===== EXTRAIT DU DOCUMENT =====

Mardi 5 Déc. 2023 - Conférence Science - Moyen âge scientifique
Texte de Gérard & Martine DN -
À l’apogée de l’Antiquité (IIe siècle), l’Empire Romain était un monde en paix, unifié, avec une langue, une religion et où les idées circulaient librement. Après sa chute, ce monde est remplacé par trois autres :
L’Empire Carolingien, L’Empire Byzantin et L’Empire Musulman.
Avec 3 langues du Savoir : le Latin, le Grec et l’Arabe.
Les sources historiques sont des papyrus et des livres de parchemin (codex), dont la fragilité a nécessité de nombreuses copies au cours des siècles, entraînant une déformation des textes originaux. Exemple : L’Almageste de Ptolémée a dû être recopié à 5 reprises au moins entre 150 (date de création) et 1500 quand il réapparaît en Occident.
L’image d’un Moyen Âge obscur où l’homme doit payer le péché originel est né chez les humanistes de la Renaissance et les philosophes des lumières du XVIIIe siècle, principalement à cause de la place prépondérante qu’y occupait la religion.
Le nouveau regard des chercheurs, appelle désormais les VIe et VIIe siècles, « Antiquité tardive » plutôt que « Haut Moyen Âge », celui-ci commençant désormais une fois la fusion de la culture romaine et de l’apport barbare terminé, c’est-à-dire au VIIIe siècle.
Dans cette époque de confusion, les administrations périclitent, la population retourne à la campagne, les routes sont devenues dangereuses et les bibliothèques brûlent.
Seul le Christianisme laisse une lueur d’espoir dans ce monde incertain et vers 520, deux évènements majeurs le favorisent :
La fermeture de l’académie d’Athènes, fondée par Platon, centre de la science païenne fondée huit siècles plus tôt, oblige les philosophes à se réfugier en Perse, emportant avec eux leurs livres et leur enseignement.
La fondation d’un monastère sur le mont Cassin sur les ruines du temple d’Apollon, par le jeune Saint Benoit, et avec lui, l’ordre des Bénédictins.
Dans cet Occident en pleine réorganisation, la science n’est pas morte :
Boèce et Cassiodore, conseillers successifs du roi Ostrogoth Théodoric le Grand, essayent de sauver l’héritage gréco-romain tombé aux mains des barbares et de préparer sa transmission.
Au VIIIe siècle, Charlemagne va tenter de recréer l’Empire d’Occident.
Sur le territoire de l’Empire Carolingien, (env.1 million de km2) grâce aux butins de ses conquêtes, il finance :
La construction d’églises et de monastères et fonde sa capitale à Aix-la-Chapelle.
Rêvant de l’école pour tous, il multiplie les écoles paroissiales.
Il souhaite un clergé instruit pour administrer l’Empire et impose le latin comme langue commune.
Il généralise les Scriptoriums dans les monastères, où env. 8000 manuscrits seront conservés et copiés.

===== MATÉRIEL =====

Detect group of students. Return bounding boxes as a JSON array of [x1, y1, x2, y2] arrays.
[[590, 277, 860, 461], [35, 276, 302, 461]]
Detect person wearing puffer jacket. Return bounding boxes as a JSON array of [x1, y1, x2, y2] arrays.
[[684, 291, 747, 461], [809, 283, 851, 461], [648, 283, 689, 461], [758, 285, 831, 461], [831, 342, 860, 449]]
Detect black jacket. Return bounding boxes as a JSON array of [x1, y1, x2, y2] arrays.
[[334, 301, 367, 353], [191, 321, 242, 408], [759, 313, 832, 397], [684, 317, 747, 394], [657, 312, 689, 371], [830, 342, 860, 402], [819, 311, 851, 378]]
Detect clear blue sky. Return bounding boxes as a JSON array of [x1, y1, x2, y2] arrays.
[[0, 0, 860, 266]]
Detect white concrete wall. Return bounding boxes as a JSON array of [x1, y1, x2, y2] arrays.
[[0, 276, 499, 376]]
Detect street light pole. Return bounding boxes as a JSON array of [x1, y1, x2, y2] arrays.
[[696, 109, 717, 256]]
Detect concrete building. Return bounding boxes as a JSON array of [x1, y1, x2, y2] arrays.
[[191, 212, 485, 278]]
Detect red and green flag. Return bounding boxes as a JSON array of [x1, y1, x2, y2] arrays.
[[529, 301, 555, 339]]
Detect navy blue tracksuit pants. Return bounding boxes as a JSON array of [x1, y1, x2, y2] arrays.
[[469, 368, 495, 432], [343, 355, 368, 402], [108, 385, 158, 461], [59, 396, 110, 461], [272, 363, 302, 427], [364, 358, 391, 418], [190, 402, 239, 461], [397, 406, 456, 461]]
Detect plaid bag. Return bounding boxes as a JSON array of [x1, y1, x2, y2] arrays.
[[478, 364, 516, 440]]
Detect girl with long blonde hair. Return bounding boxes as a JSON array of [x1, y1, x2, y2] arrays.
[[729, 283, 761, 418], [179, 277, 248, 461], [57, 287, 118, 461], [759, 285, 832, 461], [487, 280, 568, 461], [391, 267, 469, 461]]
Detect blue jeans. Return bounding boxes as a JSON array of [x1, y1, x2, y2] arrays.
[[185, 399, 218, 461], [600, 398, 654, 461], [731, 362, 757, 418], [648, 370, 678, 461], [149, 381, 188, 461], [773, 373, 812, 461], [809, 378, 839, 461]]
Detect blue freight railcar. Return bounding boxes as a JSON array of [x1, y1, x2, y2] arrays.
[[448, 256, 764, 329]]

=====

- _CONSIGNE 1_
Répondez aux questions suivantes à partir du texte sur le Moyen Âge scientifique.
(a) Quelles sont les trois langues du Savoir mentionnées ?
(b) Qui fonde un monastère sur le mont Cassin ?
(c) Combien de manuscrits environ seront conservés et copiés dans les Scriptoriums ?
- _CONSIGNE 2_
Recopiez mot pour mot le passage du texte sur le Moyen Âge scientifique qui commence par les mots « Seul le Christianisme » et s'achève sur « recréer l’Empire d’Occident. ».

- _CORRIGÉ 1_
(a) Le latin, le grec et l'arabe.
(b) Le jeune Saint Benoît.
(c) Environ 8000.

- _CORRIGÉ 2_
Seul le Christianisme laisse une lueur d’espoir dans ce monde incertain et vers 520, deux évènements majeurs le favorisent :
La fermeture de l’académie d’Athènes, fondée par Platon, centre de la science païenne fondée huit siècles plus tôt, oblige les philosophes à se réfugier en Perse, emportant avec eux leurs livres et leur enseignement.
La fondation d’un monastère sur le mont Cassin sur les ruines du temple d’Apollon, par le jeune Saint Benoit, et avec lui, l’ordre des Bénédictins.
Dans cet Occident en pleine réorganisation, la science n’est pas morte :
Boèce et Cassiodore, conseillers successifs du roi Ostrogoth Théodoric le Grand, essayent de sauver l’héritage gréco-romain tombé aux mains des barbares et de préparer sa transmission.
Au VIIIe siècle, Charlemagne va tenter de recréer l’Empire d’Occident.